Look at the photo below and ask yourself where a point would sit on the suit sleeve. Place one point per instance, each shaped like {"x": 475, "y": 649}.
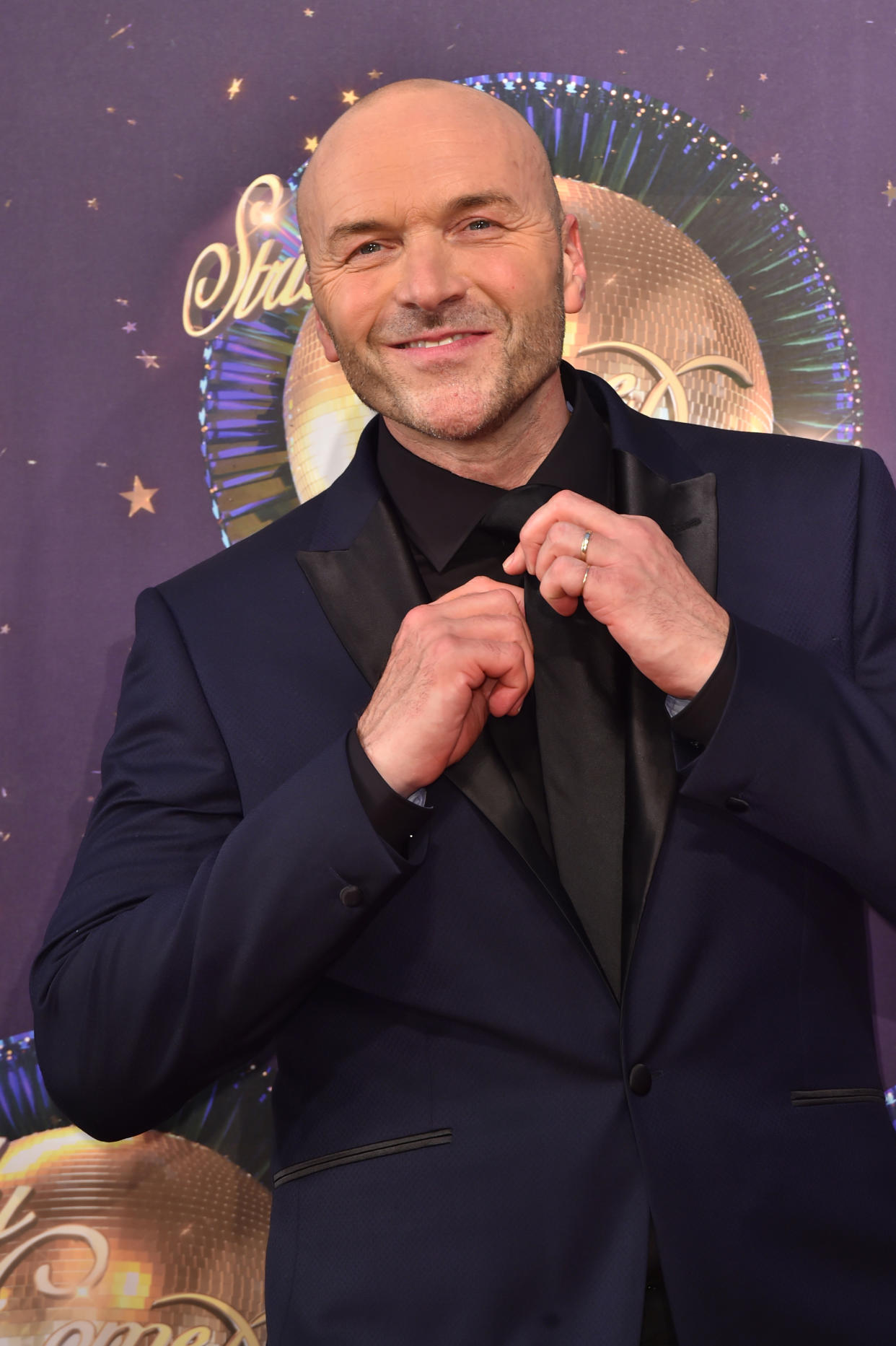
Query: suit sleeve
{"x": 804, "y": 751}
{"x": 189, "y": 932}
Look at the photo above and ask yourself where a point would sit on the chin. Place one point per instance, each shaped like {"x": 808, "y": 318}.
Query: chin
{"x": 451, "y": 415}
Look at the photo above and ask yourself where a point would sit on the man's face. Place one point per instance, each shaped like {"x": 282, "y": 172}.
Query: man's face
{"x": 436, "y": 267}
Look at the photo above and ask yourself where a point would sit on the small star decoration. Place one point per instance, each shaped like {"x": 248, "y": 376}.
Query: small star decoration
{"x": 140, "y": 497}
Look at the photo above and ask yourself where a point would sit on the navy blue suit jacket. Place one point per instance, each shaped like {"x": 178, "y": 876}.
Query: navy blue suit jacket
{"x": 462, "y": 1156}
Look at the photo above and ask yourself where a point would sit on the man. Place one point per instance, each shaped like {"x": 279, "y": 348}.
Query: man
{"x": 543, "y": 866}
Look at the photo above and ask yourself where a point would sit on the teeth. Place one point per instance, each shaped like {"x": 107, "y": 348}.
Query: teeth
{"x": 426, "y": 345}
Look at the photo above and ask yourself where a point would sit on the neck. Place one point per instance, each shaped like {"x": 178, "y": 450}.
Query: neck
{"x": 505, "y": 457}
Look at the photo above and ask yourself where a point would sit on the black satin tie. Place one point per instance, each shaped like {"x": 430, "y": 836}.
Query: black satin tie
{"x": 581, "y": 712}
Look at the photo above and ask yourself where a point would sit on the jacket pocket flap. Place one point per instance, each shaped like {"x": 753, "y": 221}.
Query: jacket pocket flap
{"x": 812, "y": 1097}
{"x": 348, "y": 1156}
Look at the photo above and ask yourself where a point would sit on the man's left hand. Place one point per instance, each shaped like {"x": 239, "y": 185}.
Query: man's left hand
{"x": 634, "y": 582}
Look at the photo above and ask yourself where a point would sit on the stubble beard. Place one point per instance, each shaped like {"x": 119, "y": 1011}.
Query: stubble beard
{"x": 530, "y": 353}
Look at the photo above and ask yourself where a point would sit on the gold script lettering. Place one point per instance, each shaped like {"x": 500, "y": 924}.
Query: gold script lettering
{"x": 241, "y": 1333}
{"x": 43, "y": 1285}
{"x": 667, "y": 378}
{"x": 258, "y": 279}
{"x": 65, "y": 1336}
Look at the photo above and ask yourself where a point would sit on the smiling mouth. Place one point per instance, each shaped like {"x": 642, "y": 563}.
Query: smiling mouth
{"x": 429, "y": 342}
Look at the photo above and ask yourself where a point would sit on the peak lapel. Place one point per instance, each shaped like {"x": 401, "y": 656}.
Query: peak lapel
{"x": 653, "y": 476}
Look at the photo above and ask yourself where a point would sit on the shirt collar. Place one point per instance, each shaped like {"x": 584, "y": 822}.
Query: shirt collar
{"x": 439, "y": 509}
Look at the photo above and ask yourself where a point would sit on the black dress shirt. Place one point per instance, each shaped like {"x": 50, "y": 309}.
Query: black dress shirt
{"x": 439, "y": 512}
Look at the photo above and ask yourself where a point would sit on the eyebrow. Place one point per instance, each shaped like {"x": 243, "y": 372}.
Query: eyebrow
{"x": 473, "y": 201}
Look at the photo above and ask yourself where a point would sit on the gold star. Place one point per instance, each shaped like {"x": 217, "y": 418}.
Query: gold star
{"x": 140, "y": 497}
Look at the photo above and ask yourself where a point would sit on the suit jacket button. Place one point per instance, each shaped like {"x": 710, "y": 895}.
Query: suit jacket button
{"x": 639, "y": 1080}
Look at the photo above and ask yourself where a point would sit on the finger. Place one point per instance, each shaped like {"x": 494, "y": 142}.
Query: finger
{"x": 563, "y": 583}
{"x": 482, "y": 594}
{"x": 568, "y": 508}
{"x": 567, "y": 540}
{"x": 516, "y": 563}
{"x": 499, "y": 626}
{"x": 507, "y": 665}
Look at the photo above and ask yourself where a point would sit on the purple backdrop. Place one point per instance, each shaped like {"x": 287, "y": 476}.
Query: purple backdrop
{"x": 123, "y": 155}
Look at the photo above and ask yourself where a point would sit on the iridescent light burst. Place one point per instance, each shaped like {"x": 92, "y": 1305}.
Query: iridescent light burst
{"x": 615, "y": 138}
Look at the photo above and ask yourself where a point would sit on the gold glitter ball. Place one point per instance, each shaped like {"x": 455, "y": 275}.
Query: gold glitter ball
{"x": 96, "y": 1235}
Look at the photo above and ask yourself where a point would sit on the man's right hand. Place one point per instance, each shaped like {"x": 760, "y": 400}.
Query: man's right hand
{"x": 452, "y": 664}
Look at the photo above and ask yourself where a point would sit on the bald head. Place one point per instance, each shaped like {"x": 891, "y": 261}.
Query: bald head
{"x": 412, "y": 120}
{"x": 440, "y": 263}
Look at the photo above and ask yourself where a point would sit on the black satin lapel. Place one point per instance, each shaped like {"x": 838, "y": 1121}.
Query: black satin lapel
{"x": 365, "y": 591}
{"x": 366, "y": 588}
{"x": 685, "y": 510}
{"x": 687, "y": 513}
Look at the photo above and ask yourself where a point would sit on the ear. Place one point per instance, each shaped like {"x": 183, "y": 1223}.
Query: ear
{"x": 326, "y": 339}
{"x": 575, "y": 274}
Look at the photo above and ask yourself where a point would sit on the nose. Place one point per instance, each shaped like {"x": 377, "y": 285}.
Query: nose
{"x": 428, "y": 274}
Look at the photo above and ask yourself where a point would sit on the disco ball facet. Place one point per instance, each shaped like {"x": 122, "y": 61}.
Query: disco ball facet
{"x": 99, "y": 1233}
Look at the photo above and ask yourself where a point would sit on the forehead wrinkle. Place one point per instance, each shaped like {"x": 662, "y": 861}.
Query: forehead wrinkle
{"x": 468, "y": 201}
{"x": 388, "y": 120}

· · ·

*Task to complete:* Without including any pictures, print each record exactly.

*The result:*
Look at the photo below and ask yourself where a point would sit on the suit sleeve. Place one point per instance, each shaped like {"x": 475, "y": 649}.
Query: suit sleeve
{"x": 804, "y": 751}
{"x": 189, "y": 932}
Look at the photo above and ask yourself where a point would sit on the chin. Place one point per instance, each shaped like {"x": 808, "y": 318}.
Query: chin
{"x": 451, "y": 415}
Look at the photo above and ask yourself where a point would sit on the man's face. Place one point per instance, each shaped like {"x": 282, "y": 172}.
Query: man's face
{"x": 436, "y": 267}
Look at the photo above and ask yourself where a point would sit on the small star decoration. Place one point per instance, each shaped like {"x": 248, "y": 376}.
Query: small star decoration
{"x": 140, "y": 497}
Look at the photo above and ask yourself where a point would sit on the navy blue suit jacket. Place one point per instance, each shaped like {"x": 178, "y": 876}.
Query: navy blue suit jacket
{"x": 462, "y": 1156}
Look at the photo above and ask yourself where a point would sit on the man. Place one point per instance, each shaped like {"x": 279, "y": 348}.
Query: man
{"x": 543, "y": 866}
Look at the photo above and ask yourself where a point would sit on the teeth. Place one point per instance, each shaped like {"x": 107, "y": 348}.
Query: teeth
{"x": 426, "y": 345}
Look at the photo above and ask yourself where a point would sit on the neck. Place one point per instance, each shaped like {"x": 178, "y": 450}.
Query: neck
{"x": 505, "y": 457}
Look at the photo above and ask yourself where a point would sit on the black satin tie. Place one point per instance, each shaped like {"x": 430, "y": 836}.
Query: black satin tie
{"x": 581, "y": 712}
Look at the photo above and ask yourself where a point would sit on the jacket pocket flap. Place one point per instance, each shaped like {"x": 753, "y": 221}.
Query: jacket pocket flap
{"x": 812, "y": 1097}
{"x": 348, "y": 1156}
Look at the photo above and ask yourself where a point would sit on the man's left hand. Place one point per instance, each shaped like {"x": 239, "y": 185}.
Query: man's left hand
{"x": 634, "y": 582}
Look at the photo above and ask yourself where a point would sit on the stubble beard. Place one point per instance, each shaped like {"x": 119, "y": 1011}.
Query: stubble beard
{"x": 530, "y": 353}
Look at the photo above and ask yourself where a point would sit on the gold script lettering. Place one point per instance, each shaped like {"x": 500, "y": 924}.
Query: gold script lettering
{"x": 241, "y": 1333}
{"x": 43, "y": 1285}
{"x": 667, "y": 378}
{"x": 258, "y": 279}
{"x": 65, "y": 1336}
Look at the photo above and ask yourself where a point would sit on the smiling mouth. Place one point per instance, each shaped like {"x": 642, "y": 563}.
Query: smiling mouth
{"x": 429, "y": 342}
Look at the photo above and ask yourself where a point would sit on the peak lapel. Place one point per instance, each shaped like {"x": 401, "y": 656}.
Query: peak lapel
{"x": 653, "y": 476}
Look at the photo above and ask yourself where a point would sit on the shirt collar. Place one point per instance, each shaped like {"x": 584, "y": 822}.
Query: shirt collar
{"x": 439, "y": 509}
Look at the photo above and ask yourself where a point would sit on the black dress shirt. Place one point per instance, each shaped like {"x": 50, "y": 309}.
Query: black dress shirt
{"x": 439, "y": 512}
Look at the photo above and ask yourself where a point would sit on the eyebrow. Place one point per instance, each shaped like {"x": 243, "y": 372}.
Query: eyebrow
{"x": 473, "y": 201}
Look at the photo above and ask yourself where a point would sit on the gold star. Place one point per instance, each shaped like {"x": 217, "y": 418}.
Query: gold star
{"x": 140, "y": 497}
Look at the photo above and ask yourself where a point would sit on the suit jacket button. Place one point per instance, each shaped like {"x": 710, "y": 895}.
Query: suit jacket button
{"x": 639, "y": 1080}
Look at the photo above and ask yourself where a point would sit on the finger. Place one point per instance, each shaped like {"x": 494, "y": 142}.
Query: finger
{"x": 563, "y": 583}
{"x": 482, "y": 594}
{"x": 568, "y": 508}
{"x": 567, "y": 540}
{"x": 516, "y": 563}
{"x": 499, "y": 626}
{"x": 507, "y": 665}
Look at the photo above and ask yourself where a point would sit on the purple backdrop. Place one point per instance, each shaped like {"x": 287, "y": 476}.
Query: purple backdrop
{"x": 123, "y": 155}
Look at the photo above and ask yourself where a point would sit on the iridescent light burst. Place one point per instance, each shaped like {"x": 92, "y": 1305}.
Query: iridescent light burst
{"x": 615, "y": 138}
Look at the photo above and ask yourself where a point would sit on the gold glitter ball. Place one point per instance, each shaped like {"x": 455, "y": 275}.
Query: gold glitter ball
{"x": 96, "y": 1235}
Look at the photo above and ask yourself where a point would sit on the man's right hand. Place one point per instance, each shaped like {"x": 760, "y": 400}.
Query: man's right hand
{"x": 452, "y": 664}
Look at the photo above and ask yourself where a point would sit on the bald head. Place one point per instance, each shaped like {"x": 891, "y": 261}.
Query: bald head
{"x": 412, "y": 120}
{"x": 440, "y": 263}
Look at the photo above and ask yourself where a point would sit on the black satin lapel. Place one point per instance, each shaped like {"x": 838, "y": 1121}.
Query: black satin lapel
{"x": 365, "y": 591}
{"x": 366, "y": 588}
{"x": 685, "y": 510}
{"x": 687, "y": 513}
Look at the photo above and ask yourself where a point would sit on the ear. Place one point per instance, each shaped like {"x": 183, "y": 1223}.
Query: ear
{"x": 326, "y": 339}
{"x": 575, "y": 274}
Look at the photo above and ask yourself where a point would sit on the nose. Place one point per instance, each shaped like {"x": 377, "y": 285}.
Query: nose
{"x": 428, "y": 274}
Look at the photo above and ask yourself where a point would sit on the disco ball facet. Place one point per instance, each shaped like {"x": 122, "y": 61}.
Query: disco ball facet
{"x": 99, "y": 1233}
Look at the photo above and ask yourself where a point would sit on the forehead wrinkle. Place one point per instance, each shaped like {"x": 662, "y": 861}.
Query: forehead wrinkle
{"x": 468, "y": 201}
{"x": 388, "y": 120}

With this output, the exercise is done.